> _RECORD SET_:
-=-=-=-=-
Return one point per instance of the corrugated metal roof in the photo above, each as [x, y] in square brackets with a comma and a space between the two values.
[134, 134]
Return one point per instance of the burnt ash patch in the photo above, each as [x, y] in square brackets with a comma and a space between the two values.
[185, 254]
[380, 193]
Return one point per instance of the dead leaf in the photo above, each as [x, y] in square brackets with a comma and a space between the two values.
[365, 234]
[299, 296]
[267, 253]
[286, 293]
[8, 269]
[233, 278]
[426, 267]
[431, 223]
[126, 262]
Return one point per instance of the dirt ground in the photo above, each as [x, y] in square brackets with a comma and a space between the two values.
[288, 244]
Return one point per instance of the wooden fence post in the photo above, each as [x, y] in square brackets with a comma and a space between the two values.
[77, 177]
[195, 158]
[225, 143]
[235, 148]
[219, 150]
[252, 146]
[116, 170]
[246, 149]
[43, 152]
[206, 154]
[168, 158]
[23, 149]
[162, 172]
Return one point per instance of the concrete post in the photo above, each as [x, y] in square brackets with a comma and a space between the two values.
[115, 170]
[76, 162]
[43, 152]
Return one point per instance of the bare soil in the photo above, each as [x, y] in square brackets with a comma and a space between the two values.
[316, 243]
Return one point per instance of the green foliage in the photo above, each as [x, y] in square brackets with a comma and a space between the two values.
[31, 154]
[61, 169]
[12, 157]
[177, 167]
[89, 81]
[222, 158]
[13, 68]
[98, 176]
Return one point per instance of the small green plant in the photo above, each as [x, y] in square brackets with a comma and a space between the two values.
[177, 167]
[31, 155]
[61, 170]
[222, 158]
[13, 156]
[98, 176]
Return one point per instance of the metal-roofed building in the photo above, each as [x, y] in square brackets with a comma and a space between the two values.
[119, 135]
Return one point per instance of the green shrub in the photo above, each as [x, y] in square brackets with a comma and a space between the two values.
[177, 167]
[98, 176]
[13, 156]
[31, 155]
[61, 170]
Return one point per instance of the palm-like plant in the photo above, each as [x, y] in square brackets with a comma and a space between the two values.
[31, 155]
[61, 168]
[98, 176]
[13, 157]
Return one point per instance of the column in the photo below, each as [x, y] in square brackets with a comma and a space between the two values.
-=-=-=-=-
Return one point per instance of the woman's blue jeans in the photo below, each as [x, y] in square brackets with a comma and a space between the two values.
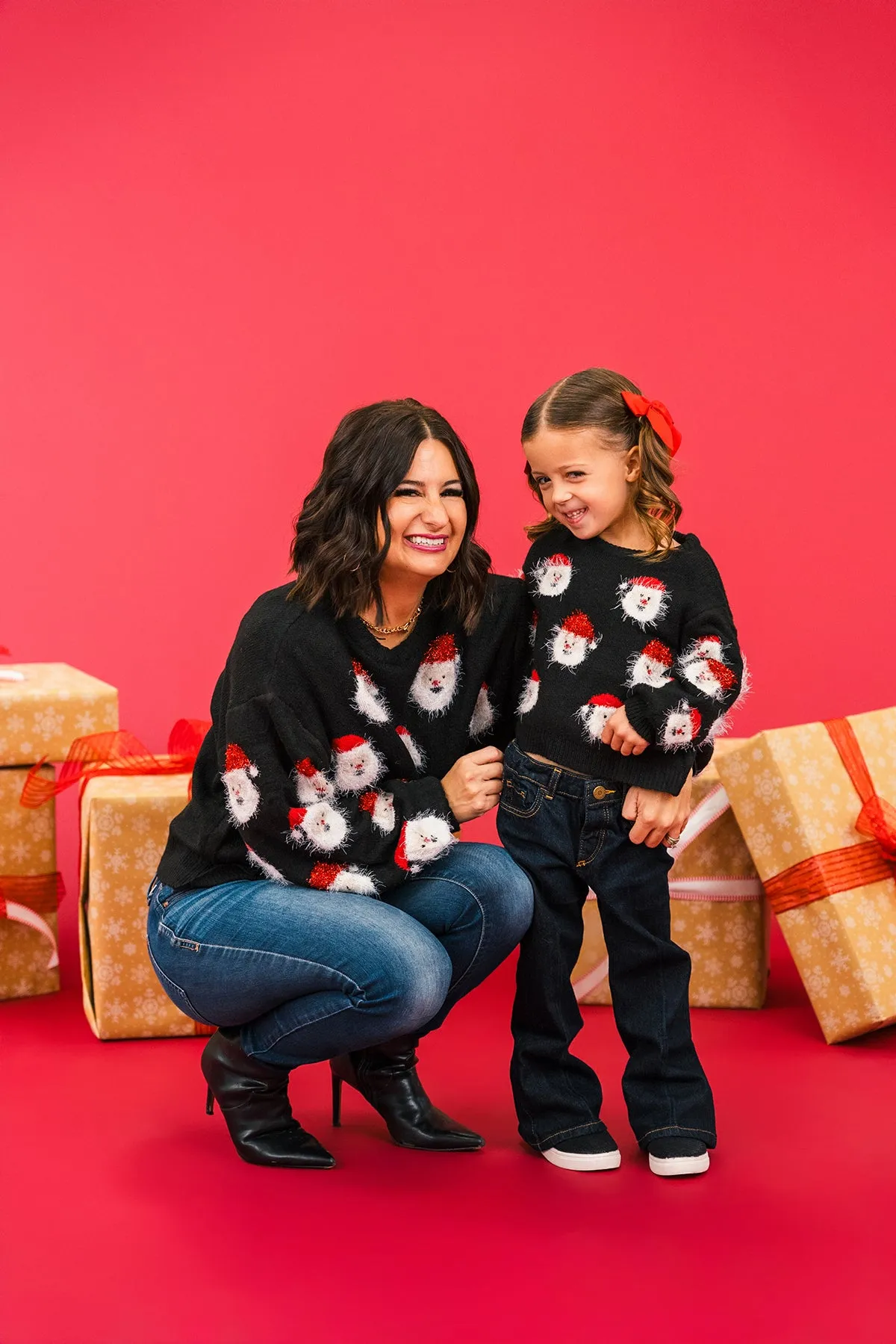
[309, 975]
-=-=-=-=-
In the data above, list the stretch from the line containing "Return one point per instance of the palm-like" through the line containing "Return one point per instance of the column" as a numbered list, including both of those lines and leaving out any blank lines.

1. Return one point per instance of the palm-like plant in the photo above, each as [x, y] in square brackets with a comma and a space between the two values.
2. [31, 155]
3. [61, 168]
4. [98, 176]
5. [13, 157]
6. Return one point per instance of the column in the photo below, each as [x, y] in square brackets with a comma and a space between the two values.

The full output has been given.